#### Activity:
The full set of lines below has to be written out again exactly.
-- Data records follows --
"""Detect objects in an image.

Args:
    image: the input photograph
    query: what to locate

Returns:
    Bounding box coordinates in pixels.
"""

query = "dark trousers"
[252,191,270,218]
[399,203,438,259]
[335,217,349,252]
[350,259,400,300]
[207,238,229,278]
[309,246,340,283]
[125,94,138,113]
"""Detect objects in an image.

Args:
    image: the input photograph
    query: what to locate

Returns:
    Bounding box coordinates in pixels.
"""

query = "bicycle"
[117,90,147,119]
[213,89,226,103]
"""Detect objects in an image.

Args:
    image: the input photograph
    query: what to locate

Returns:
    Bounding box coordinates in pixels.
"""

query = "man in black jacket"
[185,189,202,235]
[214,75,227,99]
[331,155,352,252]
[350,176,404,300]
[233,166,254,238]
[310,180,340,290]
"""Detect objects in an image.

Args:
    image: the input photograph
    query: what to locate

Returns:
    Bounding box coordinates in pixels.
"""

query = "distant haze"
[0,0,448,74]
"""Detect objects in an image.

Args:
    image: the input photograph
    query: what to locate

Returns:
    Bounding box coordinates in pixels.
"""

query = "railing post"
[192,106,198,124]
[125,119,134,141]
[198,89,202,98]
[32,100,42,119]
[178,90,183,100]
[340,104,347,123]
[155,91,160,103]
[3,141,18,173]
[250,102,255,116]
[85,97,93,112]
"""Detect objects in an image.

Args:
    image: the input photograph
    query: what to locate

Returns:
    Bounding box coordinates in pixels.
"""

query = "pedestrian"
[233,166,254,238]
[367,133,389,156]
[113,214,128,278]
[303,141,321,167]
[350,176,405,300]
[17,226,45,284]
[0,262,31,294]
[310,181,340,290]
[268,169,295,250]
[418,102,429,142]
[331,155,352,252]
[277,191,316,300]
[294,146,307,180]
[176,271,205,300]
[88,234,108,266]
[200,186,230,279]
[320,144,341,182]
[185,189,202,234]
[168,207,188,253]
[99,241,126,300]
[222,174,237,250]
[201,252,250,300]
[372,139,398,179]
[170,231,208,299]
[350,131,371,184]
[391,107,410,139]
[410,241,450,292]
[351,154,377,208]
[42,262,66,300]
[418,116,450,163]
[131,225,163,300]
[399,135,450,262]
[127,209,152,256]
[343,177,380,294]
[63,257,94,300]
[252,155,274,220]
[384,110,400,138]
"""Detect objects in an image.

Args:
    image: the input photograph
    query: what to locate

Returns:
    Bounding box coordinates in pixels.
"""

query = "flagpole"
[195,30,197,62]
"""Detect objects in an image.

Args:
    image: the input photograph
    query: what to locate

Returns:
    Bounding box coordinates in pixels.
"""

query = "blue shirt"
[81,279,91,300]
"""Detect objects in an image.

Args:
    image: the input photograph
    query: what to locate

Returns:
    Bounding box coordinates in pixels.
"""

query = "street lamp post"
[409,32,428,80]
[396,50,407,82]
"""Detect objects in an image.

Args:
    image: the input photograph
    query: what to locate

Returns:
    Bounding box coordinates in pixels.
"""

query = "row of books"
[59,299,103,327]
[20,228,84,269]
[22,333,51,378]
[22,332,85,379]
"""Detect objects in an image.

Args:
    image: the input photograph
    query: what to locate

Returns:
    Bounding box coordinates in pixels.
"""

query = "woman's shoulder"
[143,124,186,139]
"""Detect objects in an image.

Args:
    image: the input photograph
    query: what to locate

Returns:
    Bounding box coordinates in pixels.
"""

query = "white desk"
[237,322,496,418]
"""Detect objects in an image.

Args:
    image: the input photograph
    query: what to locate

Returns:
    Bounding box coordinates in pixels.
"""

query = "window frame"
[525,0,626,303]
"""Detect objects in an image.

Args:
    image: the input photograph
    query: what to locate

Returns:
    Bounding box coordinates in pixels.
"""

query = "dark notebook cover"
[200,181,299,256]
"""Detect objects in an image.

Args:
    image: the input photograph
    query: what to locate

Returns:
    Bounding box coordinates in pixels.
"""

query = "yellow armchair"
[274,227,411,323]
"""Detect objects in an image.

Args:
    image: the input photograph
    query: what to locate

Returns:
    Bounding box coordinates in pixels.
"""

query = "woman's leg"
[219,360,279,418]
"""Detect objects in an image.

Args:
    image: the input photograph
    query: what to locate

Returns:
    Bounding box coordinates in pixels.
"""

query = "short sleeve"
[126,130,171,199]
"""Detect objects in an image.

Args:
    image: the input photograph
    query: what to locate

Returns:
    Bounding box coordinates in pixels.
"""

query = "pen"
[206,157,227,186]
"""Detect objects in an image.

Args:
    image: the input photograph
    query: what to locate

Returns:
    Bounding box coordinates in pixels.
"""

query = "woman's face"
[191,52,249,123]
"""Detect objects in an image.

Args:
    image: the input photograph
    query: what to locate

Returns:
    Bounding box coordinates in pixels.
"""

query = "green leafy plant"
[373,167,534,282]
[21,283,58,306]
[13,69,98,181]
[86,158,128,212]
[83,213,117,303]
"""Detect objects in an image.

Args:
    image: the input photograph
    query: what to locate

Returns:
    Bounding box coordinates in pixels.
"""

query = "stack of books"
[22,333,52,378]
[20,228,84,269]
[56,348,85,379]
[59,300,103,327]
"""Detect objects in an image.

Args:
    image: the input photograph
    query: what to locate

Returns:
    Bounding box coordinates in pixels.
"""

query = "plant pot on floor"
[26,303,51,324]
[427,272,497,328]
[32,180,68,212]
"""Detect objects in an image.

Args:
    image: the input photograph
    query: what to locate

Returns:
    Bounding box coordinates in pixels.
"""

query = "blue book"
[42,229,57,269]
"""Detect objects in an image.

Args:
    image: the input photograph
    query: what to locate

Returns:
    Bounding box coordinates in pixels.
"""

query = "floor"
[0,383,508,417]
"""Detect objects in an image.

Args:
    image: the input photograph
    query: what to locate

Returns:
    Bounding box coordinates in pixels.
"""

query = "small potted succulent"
-- Data records concluded --
#### Answer box:
"""Detect objects in an image.

Args:
    image: the input photograph
    query: what to locate

Returns:
    Bounding box coordinates in pixels.
"""

query = "dark trousers"
[252,191,270,218]
[399,203,438,259]
[335,217,349,252]
[350,259,400,300]
[207,238,229,278]
[309,246,340,283]
[125,94,138,113]
"""Detect objects in an image.

Args:
    image: the input photograph
    query: what to locate

Returns:
    Bounding box coordinates in pixels.
"""

query = "bicycle"
[117,90,147,119]
[213,89,226,103]
"""Detect objects in an image.

Args:
    image: the input photograph
    query: what to locate

Returns:
    Bounding box coordinates in pixels.
"""

query = "man in black jacket"
[185,189,202,235]
[214,75,227,99]
[331,155,352,252]
[350,176,404,300]
[233,166,254,238]
[310,180,340,290]
"""Detect objects in an image.

Args:
    image: the input photograph
    query: what to locate

Returns:
    Bounding box coordinates in pixels.
"""

query = "distant haze"
[0,0,448,74]
"""Detect objects in an image.

Args:
    image: the input photograph
    query: what to locate

Returns:
    Bounding box coordinates in pixels.
"""

query = "railing post"
[192,106,198,124]
[125,119,134,141]
[198,89,202,98]
[32,100,42,119]
[178,90,183,100]
[340,104,347,123]
[155,91,160,103]
[3,141,18,173]
[250,102,255,116]
[85,97,93,112]
"""Detect objects in an image.

Args:
    image: the input photograph
    query: what to locate

Returns:
    Bounding box coordinates in pixels.
"""

query = "pedestrian"
[233,166,254,238]
[367,133,389,156]
[113,214,128,278]
[303,141,321,167]
[350,176,405,300]
[17,226,45,284]
[0,262,31,294]
[310,181,340,290]
[268,169,295,250]
[418,102,429,142]
[331,155,352,252]
[277,191,316,300]
[294,146,307,180]
[176,271,205,300]
[88,234,108,266]
[200,186,230,279]
[320,144,341,182]
[185,189,202,234]
[168,207,188,253]
[99,241,126,300]
[222,174,237,250]
[201,252,250,300]
[372,139,398,179]
[170,231,208,299]
[350,131,371,184]
[391,107,410,139]
[410,241,450,292]
[351,154,377,208]
[42,262,66,300]
[418,116,450,163]
[131,225,163,300]
[399,135,450,262]
[127,209,152,256]
[343,177,380,294]
[63,257,94,300]
[252,155,274,220]
[384,110,400,138]
"""Detect objects in an image.

Args:
    image: the input photograph
    query: what to locate

Returns:
    Bounding box coordinates in pixels.
"""

query = "flagpole"
[195,30,197,62]
"""Detect objects in an image.

Args:
    image: the input photograph
    query: what to locate

Returns:
    Bounding box coordinates in pixels.
"""

query = "blue shirt"
[81,279,91,300]
"""Detect objects in an image.

Args:
    image: the input photograph
    query: what to locate

Returns:
    Bounding box coordinates in pixels.
"""

query = "street lamp post"
[409,32,428,80]
[396,50,407,82]
"""Detect objects in an image.

Args:
    image: the input photograph
    query: what to locate

Returns:
    Bounding box coordinates in pixels.
"""

query = "row of books"
[59,299,103,327]
[20,228,84,269]
[22,333,51,378]
[22,332,85,379]
"""Detect objects in an image.

Args:
    image: the input photograph
    query: what to locate

Returns:
    Bounding box coordinates in pixels.
"""

query = "woman's shoulder"
[143,124,186,139]
"""Detect objects in an image.

Args:
    image: the input photograph
    query: what to locate

Returns:
    Bounding box coordinates in pixels.
"""

query = "white desk"
[237,322,496,418]
"""Detect objects in an image.

Args:
    image: the input photograph
    query: what to locate

Returns:
    Bounding box coordinates in pixels.
"""

query = "window frame"
[525,0,626,303]
"""Detect objects in an image.

Args:
    image: the input photograph
    query: what to locate

Returns:
    Bounding box coordinates in pixels.
"""

query = "dark notebook cover"
[200,181,299,256]
"""Detect objects in an image.

Args:
    image: the input photograph
    query: what to locate

Returns:
    Bounding box coordinates in pixels.
"""

query = "yellow armchair"
[274,227,411,323]
"""Detect objects in an image.

Args:
    image: the input photograph
    query: what to locate

Returns:
    Bounding box coordinates in pixels.
"""

query = "woman's leg"
[219,360,279,418]
"""Detect objects in an image.

Args:
    image: the input photograph
    query: what to locate

Returns:
    Bounding box coordinates in pixels.
"""

query = "short sleeve"
[126,130,171,199]
"""Detect objects in an image.

Args:
    image: the input photograph
    query: what to locate

Returns:
    Bounding box coordinates in pixels.
"""

query = "pen"
[206,157,227,186]
"""Detect objects in an image.

Args:
    image: the input photograph
    query: what to locate

Returns:
    Bounding box coordinates in pixels.
"""

query = "woman's face"
[191,52,249,123]
"""Detect objects in an image.

Args:
    image: the input photograph
    query: what to locate

Returns:
    Bounding box coordinates in pixels.
"""

query = "green leafy plant"
[373,167,534,282]
[21,283,58,306]
[13,69,98,181]
[86,158,128,212]
[83,213,117,303]
"""Detect objects in an image.

Args:
    image: the input photograph
    query: what to locate

Returns:
    Bounding box coordinates in pixels.
"""

query = "stack of books"
[22,333,52,378]
[20,228,84,269]
[56,348,85,379]
[59,300,103,327]
"""Detect objects in an image.

Args:
    image: the input photograph
    query: what to locate

Returns:
    Bounding box coordinates in pixels.
"""

query = "plant pot on floor"
[26,303,51,324]
[427,272,497,328]
[32,180,68,212]
"""Detect objects in an image.

Args:
    image: the input photograph
    query: what to locate

Returns:
    Bounding box coordinates in pixels.
"""

query = "blue book"
[42,229,57,269]
"""Detect objects in an image.

Args:
    image: the input photograph
    query: what to locate

Returns:
    Bounding box coordinates in pixels.
"""

query = "floor"
[0,383,508,417]
"""Detect objects in an image.

Args:
    image: the input photograph
    query: what to locate

Returns:
    Bounding box coordinates in pixels.
"""

query = "small potted succulent"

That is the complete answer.